• [To do]
The entries shown next need to be written again word for word.

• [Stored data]
# # # # # # #
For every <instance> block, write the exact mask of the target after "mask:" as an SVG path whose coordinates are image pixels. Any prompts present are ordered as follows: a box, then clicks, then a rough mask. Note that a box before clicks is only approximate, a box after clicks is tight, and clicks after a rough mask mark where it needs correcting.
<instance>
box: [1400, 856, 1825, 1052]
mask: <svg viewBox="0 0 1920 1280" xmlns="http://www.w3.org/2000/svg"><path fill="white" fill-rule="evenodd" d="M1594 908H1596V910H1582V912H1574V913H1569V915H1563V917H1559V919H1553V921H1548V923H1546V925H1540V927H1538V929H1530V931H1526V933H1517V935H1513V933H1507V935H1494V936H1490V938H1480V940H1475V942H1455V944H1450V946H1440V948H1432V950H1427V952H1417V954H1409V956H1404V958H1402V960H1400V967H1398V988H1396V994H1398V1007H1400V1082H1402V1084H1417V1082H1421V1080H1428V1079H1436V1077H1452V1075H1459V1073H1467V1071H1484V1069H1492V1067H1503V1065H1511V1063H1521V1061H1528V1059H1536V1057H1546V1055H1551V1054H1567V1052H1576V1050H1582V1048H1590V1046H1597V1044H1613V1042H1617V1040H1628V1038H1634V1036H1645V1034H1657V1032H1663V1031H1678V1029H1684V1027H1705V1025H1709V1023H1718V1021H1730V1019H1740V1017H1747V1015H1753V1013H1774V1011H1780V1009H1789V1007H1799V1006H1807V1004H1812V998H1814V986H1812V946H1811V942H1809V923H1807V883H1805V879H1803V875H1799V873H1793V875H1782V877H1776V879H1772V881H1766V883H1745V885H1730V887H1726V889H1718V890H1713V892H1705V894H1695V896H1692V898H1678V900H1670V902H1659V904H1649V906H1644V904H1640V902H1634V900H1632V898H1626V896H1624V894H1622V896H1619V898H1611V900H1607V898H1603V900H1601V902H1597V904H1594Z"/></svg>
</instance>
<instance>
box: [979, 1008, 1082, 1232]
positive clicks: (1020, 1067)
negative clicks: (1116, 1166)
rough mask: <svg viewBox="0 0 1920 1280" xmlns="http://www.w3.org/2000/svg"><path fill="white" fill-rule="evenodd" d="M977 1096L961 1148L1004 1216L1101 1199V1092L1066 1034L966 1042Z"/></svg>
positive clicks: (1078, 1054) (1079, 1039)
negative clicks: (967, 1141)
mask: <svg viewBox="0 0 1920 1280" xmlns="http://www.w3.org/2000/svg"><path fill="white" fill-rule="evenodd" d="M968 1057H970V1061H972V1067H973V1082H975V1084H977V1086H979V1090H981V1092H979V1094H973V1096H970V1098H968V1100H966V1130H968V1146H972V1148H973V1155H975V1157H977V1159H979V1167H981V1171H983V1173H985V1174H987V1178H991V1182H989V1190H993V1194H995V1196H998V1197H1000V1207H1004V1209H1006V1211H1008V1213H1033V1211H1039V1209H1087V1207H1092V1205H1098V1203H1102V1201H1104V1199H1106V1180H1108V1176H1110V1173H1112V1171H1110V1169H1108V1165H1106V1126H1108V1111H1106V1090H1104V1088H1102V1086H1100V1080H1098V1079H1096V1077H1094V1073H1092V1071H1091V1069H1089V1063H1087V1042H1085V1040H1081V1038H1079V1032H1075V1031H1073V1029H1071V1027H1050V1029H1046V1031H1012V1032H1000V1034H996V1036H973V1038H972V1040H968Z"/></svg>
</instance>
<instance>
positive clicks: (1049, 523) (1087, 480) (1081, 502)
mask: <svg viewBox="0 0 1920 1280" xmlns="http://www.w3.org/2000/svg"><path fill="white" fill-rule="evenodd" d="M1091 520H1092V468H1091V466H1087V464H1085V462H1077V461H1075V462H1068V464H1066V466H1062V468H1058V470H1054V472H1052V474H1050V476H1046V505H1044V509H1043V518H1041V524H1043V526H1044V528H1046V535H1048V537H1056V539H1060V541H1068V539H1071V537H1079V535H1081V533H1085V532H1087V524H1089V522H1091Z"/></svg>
# # # # # # #
• [Reply]
For every <instance> block, write the exact mask of the target after "mask:" as an SVG path whose coordinates are image pixels. Any prompts present are ordered as follows: a box, then clicks, then a rough mask. Note that a box before clicks is only approximate, a box after clicks is tight, and clicks after a rough mask mark where it needs correcting.
<instance>
box: [1400, 856, 1825, 1052]
mask: <svg viewBox="0 0 1920 1280" xmlns="http://www.w3.org/2000/svg"><path fill="white" fill-rule="evenodd" d="M1594 908H1596V910H1582V912H1574V913H1569V915H1563V917H1559V919H1553V921H1548V923H1546V925H1540V927H1538V929H1530V931H1526V933H1517V935H1513V933H1507V935H1494V936H1490V938H1480V940H1475V942H1455V944H1450V946H1440V948H1432V950H1427V952H1417V954H1409V956H1404V958H1402V960H1400V967H1398V988H1396V994H1398V1007H1400V1082H1402V1084H1417V1082H1421V1080H1428V1079H1436V1077H1452V1075H1459V1073H1467V1071H1484V1069H1492V1067H1503V1065H1511V1063H1521V1061H1528V1059H1536V1057H1546V1055H1551V1054H1567V1052H1576V1050H1582V1048H1590V1046H1597V1044H1613V1042H1617V1040H1628V1038H1634V1036H1645V1034H1657V1032H1663V1031H1678V1029H1684V1027H1705V1025H1709V1023H1718V1021H1730V1019H1740V1017H1747V1015H1753V1013H1774V1011H1780V1009H1789V1007H1799V1006H1807V1004H1812V998H1814V986H1812V946H1811V942H1809V923H1807V883H1805V879H1803V875H1799V873H1793V875H1782V877H1776V879H1772V881H1766V883H1745V885H1730V887H1726V889H1718V890H1713V892H1705V894H1695V896H1692V898H1678V900H1670V902H1659V904H1649V906H1644V904H1640V902H1634V900H1632V898H1626V896H1624V894H1622V896H1619V898H1611V900H1607V898H1603V900H1601V902H1597V904H1594Z"/></svg>
</instance>
<instance>
box: [979, 1008, 1082, 1232]
positive clicks: (1020, 1067)
negative clicks: (1116, 1166)
rough mask: <svg viewBox="0 0 1920 1280" xmlns="http://www.w3.org/2000/svg"><path fill="white" fill-rule="evenodd" d="M977 1096L961 1148L1004 1216L1101 1199V1092L1066 1034L966 1042Z"/></svg>
positive clicks: (1078, 1054) (1079, 1039)
negative clicks: (967, 1141)
mask: <svg viewBox="0 0 1920 1280" xmlns="http://www.w3.org/2000/svg"><path fill="white" fill-rule="evenodd" d="M968 1057H970V1061H972V1067H973V1082H975V1084H977V1086H979V1090H981V1092H979V1094H973V1096H970V1098H968V1100H966V1130H968V1146H972V1148H973V1155H975V1157H977V1159H979V1167H981V1171H983V1173H985V1174H987V1178H991V1182H989V1190H993V1194H995V1196H998V1197H1000V1207H1004V1209H1006V1211H1008V1213H1033V1211H1039V1209H1087V1207H1092V1205H1098V1203H1102V1201H1104V1199H1106V1180H1108V1176H1110V1173H1112V1171H1110V1169H1108V1165H1106V1126H1108V1111H1106V1090H1104V1088H1102V1086H1100V1080H1098V1079H1096V1077H1094V1073H1092V1071H1091V1069H1089V1063H1087V1042H1085V1040H1081V1038H1079V1032H1075V1031H1073V1029H1071V1027H1050V1029H1046V1031H1012V1032H1000V1034H996V1036H973V1038H972V1040H968Z"/></svg>
</instance>
<instance>
positive clicks: (1049, 523) (1087, 480) (1081, 502)
mask: <svg viewBox="0 0 1920 1280" xmlns="http://www.w3.org/2000/svg"><path fill="white" fill-rule="evenodd" d="M1091 520H1092V468H1091V466H1087V464H1085V462H1077V461H1075V462H1068V464H1066V466H1062V468H1058V470H1054V472H1052V474H1050V476H1046V505H1044V509H1043V518H1041V524H1043V526H1044V528H1046V535H1048V537H1056V539H1060V541H1068V539H1071V537H1079V535H1081V533H1085V532H1087V524H1089V522H1091Z"/></svg>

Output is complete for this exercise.